## Exercise
Gather every line in the entries below that contains the string "plant", and treat uppercase and lowercase as different.

** START OF Exercise inputs **

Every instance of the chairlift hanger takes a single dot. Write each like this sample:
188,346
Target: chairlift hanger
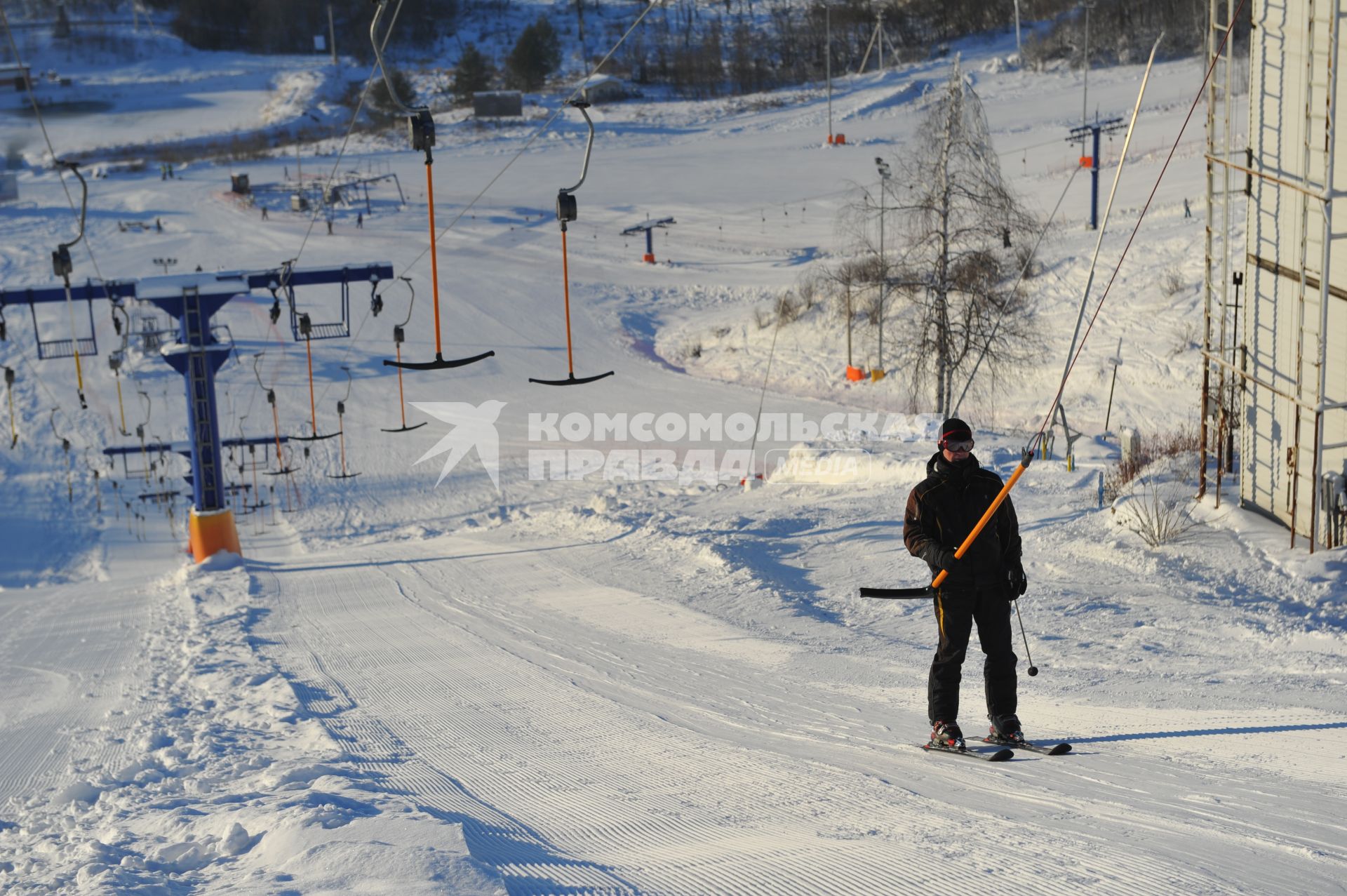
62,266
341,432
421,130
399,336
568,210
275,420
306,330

** END OF Exercise inputs **
** START OF Exercise inputs **

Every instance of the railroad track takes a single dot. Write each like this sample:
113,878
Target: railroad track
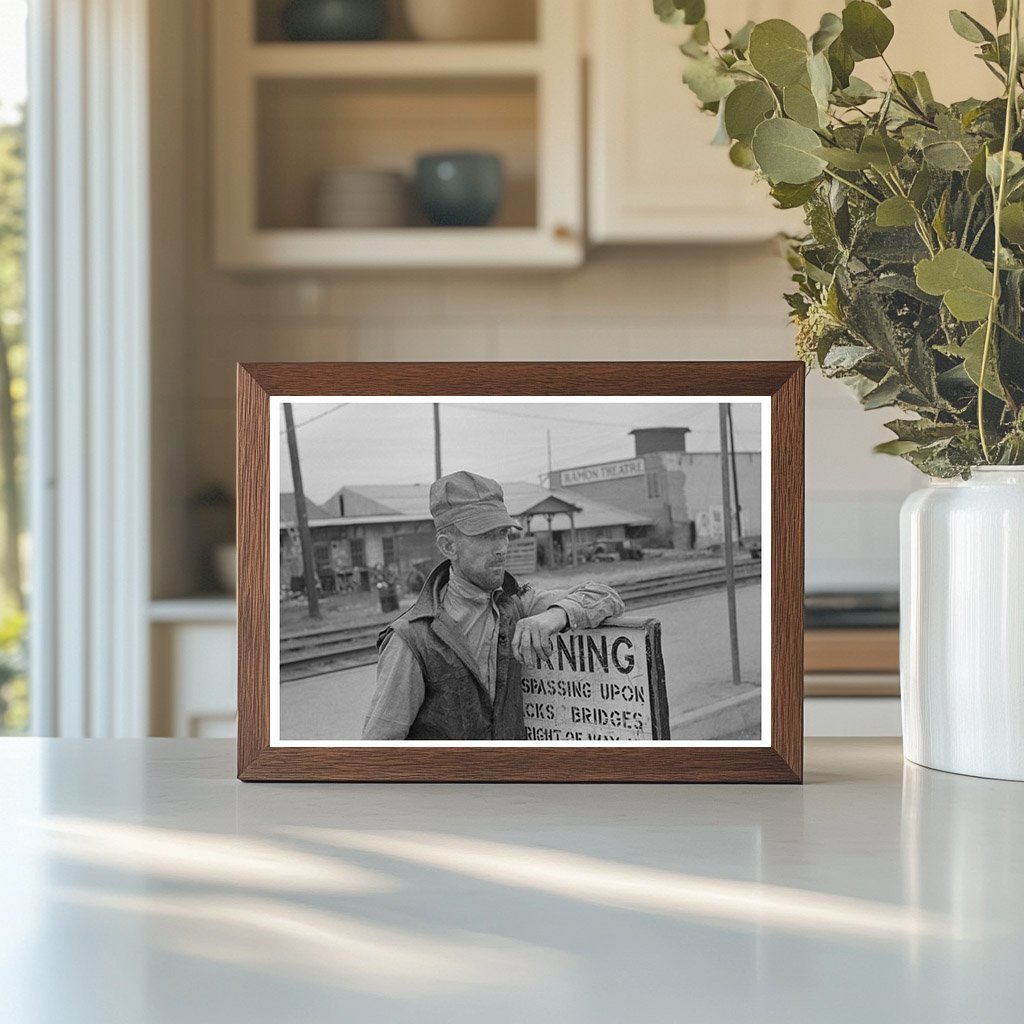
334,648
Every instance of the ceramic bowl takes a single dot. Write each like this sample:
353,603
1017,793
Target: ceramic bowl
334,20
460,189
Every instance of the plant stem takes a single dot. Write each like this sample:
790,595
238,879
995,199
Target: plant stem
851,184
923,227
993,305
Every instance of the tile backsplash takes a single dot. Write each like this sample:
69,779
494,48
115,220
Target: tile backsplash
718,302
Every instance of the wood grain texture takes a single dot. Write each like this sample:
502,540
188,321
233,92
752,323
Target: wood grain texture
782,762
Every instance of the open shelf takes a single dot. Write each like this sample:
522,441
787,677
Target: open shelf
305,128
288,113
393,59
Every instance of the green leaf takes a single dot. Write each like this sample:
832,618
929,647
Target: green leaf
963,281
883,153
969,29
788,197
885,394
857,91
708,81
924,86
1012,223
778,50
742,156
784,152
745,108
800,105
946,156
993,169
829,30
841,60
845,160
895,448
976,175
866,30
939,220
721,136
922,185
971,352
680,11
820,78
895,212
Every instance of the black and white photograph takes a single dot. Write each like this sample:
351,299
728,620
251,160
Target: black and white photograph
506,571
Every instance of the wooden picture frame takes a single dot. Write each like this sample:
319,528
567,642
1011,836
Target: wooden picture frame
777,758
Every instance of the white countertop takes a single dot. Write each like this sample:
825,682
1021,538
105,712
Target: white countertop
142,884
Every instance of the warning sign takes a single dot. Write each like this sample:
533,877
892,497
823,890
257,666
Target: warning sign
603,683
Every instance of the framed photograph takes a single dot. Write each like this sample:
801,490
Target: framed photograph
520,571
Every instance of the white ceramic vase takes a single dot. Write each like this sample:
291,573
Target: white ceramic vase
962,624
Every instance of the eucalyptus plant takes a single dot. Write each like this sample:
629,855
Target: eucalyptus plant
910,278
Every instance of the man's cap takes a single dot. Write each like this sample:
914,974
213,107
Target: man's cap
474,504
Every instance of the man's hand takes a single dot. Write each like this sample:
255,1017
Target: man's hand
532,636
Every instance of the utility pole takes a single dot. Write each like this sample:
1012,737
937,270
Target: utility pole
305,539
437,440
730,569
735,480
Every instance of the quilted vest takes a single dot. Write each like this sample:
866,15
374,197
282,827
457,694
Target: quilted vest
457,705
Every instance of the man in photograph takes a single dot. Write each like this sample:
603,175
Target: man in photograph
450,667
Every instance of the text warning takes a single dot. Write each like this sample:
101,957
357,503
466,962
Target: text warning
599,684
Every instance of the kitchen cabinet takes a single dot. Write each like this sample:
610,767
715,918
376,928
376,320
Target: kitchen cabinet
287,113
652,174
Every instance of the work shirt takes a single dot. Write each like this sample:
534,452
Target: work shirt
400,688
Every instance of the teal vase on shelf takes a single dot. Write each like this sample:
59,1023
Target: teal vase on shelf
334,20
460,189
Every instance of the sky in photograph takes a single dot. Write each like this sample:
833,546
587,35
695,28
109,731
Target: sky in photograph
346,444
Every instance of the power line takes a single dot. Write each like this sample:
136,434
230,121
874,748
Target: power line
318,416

** END OF Exercise inputs **

## Solution to the problem
Every instance of the plant stem takes a single dot. Write each like this sample:
Target: plant stem
Every instance of the eucalyptus plant takes a single dot. Write each like this sample:
Target: eucalyptus plant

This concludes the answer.